This is how the Greek government ‘welcomes’ refugees on Samos (Pic: Samos Chronicles )

Refugees are arriving every night on the Greek island Samos. Most are from Syria, others are from Iraq and Afghanistan. And for the first time last week I met Yemeni refugees. 

They’re forced to pay up to £1,200 for a four mile crossing from Turkey, so the poorest don’t even get this far.

When groups arrive packed into rubber dinghies, riding dangerously low in the water, they’re terrified, knackered and also exalted to have arrived alive. 

Mamoud is a 19 year old student from Aleppo in Syria. He told me, “There were 43 of us in a six metre plastic boat.

“I prayed for the entire journey to Samos.

“We left Izmir in Turkey at 1am and landed on Samos four hours later —it was four hours of fear.”

To get to the secluded beaches in Turkey, refugees have often already trekked for hours through forests. 

They’re left covered in scratches and cuts. 

Traffickers tell them to head for the lights of Samos. Mamoud said, “We were told that there would be 20 of us travelling. 

“But when we got to the beach there were over 40 of us, including families with young children, two babies and one pregnant woman.

== YOUR TASK ==
In the report on refugees arriving on Samos, how many people were in the boat Mamoud crossed in?

(Saved data entries)
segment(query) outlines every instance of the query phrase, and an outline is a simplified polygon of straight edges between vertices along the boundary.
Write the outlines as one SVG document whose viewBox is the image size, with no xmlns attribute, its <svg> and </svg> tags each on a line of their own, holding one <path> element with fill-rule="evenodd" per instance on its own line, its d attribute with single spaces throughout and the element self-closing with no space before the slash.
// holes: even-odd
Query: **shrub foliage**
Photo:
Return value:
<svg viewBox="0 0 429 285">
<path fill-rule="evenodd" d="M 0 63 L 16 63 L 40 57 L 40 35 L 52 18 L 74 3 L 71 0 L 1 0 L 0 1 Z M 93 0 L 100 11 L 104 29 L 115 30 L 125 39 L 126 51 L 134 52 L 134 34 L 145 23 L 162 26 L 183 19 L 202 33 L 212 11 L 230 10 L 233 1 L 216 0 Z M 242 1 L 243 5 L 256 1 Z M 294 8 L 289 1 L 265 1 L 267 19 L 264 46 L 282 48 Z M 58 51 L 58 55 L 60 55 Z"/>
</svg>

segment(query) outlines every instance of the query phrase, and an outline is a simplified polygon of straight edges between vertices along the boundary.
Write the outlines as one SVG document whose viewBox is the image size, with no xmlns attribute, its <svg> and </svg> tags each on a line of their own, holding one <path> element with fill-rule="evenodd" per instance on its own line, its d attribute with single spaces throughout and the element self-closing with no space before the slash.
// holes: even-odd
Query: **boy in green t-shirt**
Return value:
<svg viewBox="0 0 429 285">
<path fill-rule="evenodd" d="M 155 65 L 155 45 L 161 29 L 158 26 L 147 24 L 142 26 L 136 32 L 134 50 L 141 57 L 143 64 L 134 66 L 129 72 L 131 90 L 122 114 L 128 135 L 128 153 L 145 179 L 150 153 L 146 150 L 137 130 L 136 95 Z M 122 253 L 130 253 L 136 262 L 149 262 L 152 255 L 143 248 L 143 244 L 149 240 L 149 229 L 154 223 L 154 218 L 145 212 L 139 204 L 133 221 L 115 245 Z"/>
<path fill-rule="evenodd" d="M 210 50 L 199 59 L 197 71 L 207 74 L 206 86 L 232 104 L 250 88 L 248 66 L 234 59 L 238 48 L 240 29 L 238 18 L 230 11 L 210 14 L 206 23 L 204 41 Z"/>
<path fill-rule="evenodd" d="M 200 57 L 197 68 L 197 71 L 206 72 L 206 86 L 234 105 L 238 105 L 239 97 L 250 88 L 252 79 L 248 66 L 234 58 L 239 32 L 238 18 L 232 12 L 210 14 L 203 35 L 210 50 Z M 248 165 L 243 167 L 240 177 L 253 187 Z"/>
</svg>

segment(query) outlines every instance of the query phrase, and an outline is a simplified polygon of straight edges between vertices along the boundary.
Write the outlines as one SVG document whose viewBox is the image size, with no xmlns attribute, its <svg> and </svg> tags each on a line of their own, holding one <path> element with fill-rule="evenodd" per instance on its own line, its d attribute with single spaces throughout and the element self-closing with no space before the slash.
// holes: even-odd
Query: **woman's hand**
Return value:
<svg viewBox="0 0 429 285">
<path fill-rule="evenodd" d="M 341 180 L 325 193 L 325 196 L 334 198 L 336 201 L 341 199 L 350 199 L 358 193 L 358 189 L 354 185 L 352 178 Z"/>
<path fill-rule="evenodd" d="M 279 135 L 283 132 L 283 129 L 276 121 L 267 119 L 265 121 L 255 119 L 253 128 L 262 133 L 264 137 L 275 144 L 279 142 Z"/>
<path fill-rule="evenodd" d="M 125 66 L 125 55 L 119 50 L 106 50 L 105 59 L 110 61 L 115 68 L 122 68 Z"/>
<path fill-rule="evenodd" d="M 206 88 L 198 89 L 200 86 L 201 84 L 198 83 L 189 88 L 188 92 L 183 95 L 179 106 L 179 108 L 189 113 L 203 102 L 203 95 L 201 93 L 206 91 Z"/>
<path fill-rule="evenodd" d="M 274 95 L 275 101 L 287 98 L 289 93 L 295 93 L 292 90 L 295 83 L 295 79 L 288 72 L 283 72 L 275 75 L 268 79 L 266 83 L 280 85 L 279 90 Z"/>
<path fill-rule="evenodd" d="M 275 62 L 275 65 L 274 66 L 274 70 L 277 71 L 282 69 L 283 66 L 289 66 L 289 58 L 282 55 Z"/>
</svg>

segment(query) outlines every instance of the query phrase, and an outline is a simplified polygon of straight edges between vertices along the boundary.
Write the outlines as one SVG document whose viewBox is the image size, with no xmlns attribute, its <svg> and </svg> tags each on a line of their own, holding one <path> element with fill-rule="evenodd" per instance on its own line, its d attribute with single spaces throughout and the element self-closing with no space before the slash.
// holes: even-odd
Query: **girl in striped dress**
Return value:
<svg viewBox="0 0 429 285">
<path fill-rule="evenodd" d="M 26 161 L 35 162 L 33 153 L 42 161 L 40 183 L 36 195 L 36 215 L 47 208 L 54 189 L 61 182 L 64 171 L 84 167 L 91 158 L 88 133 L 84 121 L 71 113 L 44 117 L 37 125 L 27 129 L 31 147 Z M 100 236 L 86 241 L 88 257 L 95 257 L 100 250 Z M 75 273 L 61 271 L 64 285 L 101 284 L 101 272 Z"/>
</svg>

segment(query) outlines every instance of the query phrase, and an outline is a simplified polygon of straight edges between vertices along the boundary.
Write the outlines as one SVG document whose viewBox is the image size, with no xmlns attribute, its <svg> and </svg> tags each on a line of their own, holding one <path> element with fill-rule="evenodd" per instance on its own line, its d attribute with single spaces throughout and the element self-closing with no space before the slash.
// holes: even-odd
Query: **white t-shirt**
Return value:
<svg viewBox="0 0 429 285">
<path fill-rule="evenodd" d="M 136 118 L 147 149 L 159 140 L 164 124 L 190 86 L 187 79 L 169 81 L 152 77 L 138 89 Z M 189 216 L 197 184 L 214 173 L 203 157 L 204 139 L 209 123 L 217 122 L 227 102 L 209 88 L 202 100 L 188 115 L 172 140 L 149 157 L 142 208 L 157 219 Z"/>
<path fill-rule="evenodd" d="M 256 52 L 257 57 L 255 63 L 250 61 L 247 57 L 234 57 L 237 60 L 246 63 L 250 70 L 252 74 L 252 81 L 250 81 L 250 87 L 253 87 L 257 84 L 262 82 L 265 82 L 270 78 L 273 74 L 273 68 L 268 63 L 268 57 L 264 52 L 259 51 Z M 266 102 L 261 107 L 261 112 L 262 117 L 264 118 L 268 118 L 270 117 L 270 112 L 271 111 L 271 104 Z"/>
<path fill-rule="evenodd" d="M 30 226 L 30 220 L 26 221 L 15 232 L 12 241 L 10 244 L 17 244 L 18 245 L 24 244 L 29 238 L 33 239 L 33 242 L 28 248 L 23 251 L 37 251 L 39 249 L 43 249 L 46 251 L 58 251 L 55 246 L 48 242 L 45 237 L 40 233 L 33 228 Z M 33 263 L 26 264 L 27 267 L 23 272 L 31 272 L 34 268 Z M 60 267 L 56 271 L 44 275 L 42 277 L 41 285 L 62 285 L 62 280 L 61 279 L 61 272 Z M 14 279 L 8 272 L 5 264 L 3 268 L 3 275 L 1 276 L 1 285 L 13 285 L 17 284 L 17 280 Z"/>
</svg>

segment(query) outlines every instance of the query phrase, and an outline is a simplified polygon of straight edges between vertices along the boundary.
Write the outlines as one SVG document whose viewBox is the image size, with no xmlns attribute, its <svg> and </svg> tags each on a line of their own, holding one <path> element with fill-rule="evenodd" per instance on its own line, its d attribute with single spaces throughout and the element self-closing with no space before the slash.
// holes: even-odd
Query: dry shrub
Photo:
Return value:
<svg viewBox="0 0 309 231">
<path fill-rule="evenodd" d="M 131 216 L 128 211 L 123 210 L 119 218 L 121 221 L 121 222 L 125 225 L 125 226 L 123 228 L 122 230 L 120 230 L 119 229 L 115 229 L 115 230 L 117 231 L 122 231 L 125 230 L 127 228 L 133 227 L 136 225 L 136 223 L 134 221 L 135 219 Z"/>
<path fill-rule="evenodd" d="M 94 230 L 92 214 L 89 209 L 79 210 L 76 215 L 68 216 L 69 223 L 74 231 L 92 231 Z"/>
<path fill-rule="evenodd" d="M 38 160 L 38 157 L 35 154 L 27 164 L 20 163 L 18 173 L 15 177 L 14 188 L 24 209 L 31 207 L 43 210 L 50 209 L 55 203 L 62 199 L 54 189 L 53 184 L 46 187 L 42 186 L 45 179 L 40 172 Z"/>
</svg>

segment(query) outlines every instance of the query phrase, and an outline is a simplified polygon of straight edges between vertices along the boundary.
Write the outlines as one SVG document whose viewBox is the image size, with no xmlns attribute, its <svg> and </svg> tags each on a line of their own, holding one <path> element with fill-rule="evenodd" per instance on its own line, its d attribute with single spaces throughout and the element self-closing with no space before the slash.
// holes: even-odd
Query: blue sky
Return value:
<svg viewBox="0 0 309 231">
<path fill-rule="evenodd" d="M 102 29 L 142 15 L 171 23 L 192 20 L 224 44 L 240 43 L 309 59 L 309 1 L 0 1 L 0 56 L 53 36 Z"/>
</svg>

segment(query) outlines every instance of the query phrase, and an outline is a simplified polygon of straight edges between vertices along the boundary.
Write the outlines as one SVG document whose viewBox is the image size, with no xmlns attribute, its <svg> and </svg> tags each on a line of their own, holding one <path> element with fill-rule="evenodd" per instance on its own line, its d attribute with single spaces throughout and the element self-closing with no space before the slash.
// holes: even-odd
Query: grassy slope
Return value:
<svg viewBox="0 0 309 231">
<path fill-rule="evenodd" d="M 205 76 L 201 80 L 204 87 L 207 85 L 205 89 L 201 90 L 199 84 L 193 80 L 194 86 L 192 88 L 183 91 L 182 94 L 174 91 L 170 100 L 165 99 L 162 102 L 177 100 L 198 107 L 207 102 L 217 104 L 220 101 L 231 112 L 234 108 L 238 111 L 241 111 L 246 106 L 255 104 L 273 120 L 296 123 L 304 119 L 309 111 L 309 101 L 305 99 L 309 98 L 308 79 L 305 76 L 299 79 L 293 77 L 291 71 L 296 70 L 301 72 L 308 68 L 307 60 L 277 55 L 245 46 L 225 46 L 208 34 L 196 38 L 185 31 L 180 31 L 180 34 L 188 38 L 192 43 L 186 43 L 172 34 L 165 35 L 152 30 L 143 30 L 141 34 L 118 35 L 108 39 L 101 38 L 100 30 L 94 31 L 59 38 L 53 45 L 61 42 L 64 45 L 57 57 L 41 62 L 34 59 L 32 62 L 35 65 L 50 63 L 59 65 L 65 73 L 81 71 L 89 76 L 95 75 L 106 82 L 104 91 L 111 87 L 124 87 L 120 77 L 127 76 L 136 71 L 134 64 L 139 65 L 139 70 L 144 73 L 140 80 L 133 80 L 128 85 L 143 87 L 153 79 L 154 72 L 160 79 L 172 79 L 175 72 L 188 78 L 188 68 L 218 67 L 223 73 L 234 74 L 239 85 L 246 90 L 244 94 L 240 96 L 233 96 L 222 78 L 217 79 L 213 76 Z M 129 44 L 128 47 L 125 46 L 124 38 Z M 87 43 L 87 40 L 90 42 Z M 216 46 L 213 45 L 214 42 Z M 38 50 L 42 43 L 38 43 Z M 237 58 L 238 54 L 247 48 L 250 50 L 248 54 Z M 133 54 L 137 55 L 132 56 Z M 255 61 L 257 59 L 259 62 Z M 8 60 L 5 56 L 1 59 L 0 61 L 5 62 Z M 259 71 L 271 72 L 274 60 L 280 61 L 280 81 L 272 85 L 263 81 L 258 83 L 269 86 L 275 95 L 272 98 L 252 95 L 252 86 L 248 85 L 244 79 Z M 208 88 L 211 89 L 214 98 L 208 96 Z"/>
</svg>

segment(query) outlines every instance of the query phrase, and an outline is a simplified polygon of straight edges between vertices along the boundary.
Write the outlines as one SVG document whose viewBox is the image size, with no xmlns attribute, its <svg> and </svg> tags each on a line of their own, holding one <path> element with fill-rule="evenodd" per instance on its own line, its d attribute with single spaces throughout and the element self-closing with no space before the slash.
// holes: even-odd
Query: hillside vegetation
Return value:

== REPLY ==
43 people, in a six metre plastic boat.